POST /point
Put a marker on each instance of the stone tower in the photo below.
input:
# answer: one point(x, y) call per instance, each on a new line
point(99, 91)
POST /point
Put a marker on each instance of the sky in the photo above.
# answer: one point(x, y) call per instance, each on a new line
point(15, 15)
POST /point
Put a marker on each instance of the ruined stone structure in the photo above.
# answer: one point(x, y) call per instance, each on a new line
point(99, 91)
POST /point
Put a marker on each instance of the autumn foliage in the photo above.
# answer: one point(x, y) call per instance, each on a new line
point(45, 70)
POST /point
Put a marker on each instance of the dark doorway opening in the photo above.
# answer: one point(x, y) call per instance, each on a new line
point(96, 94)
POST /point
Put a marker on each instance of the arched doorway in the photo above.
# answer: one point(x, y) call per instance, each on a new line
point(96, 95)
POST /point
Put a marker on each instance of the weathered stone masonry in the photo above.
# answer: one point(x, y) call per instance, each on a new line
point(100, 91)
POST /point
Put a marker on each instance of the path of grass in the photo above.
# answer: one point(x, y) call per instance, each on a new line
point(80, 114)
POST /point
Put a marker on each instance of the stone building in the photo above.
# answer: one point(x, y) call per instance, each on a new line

* What the task asks:
Copy every line of the material, please, keeping it exactly the same.

* Response to this task:
POST /point
Put a marker on each instance of the stone tower in the photo below.
input:
# answer: one point(x, y) call per instance, each on a new line
point(99, 91)
POST /point
Put a marker on each instance of the sky in the photo above.
# answer: one point(x, y) call per instance, each on a new line
point(15, 15)
POST /point
Put a marker on each instance of the ruined stone structure in the photo above.
# answer: one point(x, y) call per instance, each on a new line
point(99, 91)
POST /point
Put a marker on each instance of the autumn foliage in the photo above.
# answer: one point(x, y) call per instance, each on a new line
point(45, 70)
POST /point
Put a marker on each instance of the dark doorway opening in the photo above.
# answer: one point(x, y) call per instance, each on a new line
point(96, 94)
POST /point
Put a marker on each instance of the arched doorway in the photo above.
# answer: one point(x, y) call per instance, each on a new line
point(96, 95)
POST /point
Put a marker on each instance of the weathered stone masonry in the photo above.
# answer: one point(x, y) call per instance, each on a new line
point(100, 91)
POST /point
Put a marker on each instance of the path of grass in the photo above.
# answer: one point(x, y) call per instance, each on a new line
point(80, 114)
POST /point
Put a marker on each instance of the stone building in the photo above.
# answer: one point(x, y) call per instance, each on a new line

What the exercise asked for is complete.